The Japanese surprise attack on Pearl Harbor takes place only near the end of "From Here to Eternity" (1953). But it's an ideal selection for the Maryland Historical Society's series, "Patriotic Hollywood: World War II in Film." Stephen Ambrose once wrote, "What held [American GIs] together was not country and flag, but unit cohesion." "From Here to Eternity" is about the pain of building that unit cohesion and the rewards it gives to all who join it, be they selfless, selfish or damaged.

The movie's anti-hero, Robert E. Lee Prewitt, loves the Army and wants to be "a 30-year man." The Army taught him how to play the bugle, and Prewitt (played by Montgomery Clift) acknowledges, "I bugle well." As he says in some of the most profound words uttered in any American movie, "A man loves a thing, that don't mean it's got to love him back. ... You love a thing, you got to be grateful."

Prewitt transfers from a buglers' outfit to an infantry company stationed in Schofield Barracks near Pearl Harbor because a lesser man with a horn has been unfairly named First Bugler. Unfortunately for Prewitt, his new captain prizes boxing over bugling, and though Prewitt was a budding middleweight star, he gave up boxing after blinding his mentor in a sparring match.

Collected data —

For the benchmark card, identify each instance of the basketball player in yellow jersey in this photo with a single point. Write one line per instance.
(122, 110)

Exercise requirements —
(a) In the passage about From Here to Eternity, who plays Robert E. Lee Prewitt?
(b) Print the passage about From Here to Eternity from "The movie's anti-hero, Robert" up to and including "a sparring match.".

Exercise responses —
(a) Montgomery Clift

(b)
The movie's anti-hero, Robert E. Lee Prewitt, loves the Army and wants to be "a 30-year man." The Army taught him how to play the bugle, and Prewitt (played by Montgomery Clift) acknowledges, "I bugle well." As he says in some of the most profound words uttered in any American movie, "A man loves a thing, that don't mean it's got to love him back. ... You love a thing, you got to be grateful."

Prewitt transfers from a buglers' outfit to an infantry company stationed in Schofield Barracks near Pearl Harbor because a lesser man with a horn has been unfairly named First Bugler. Unfortunately for Prewitt, his new captain prizes boxing over bugling, and though Prewitt was a budding middleweight star, he gave up boxing after blinding his mentor in a sparring match.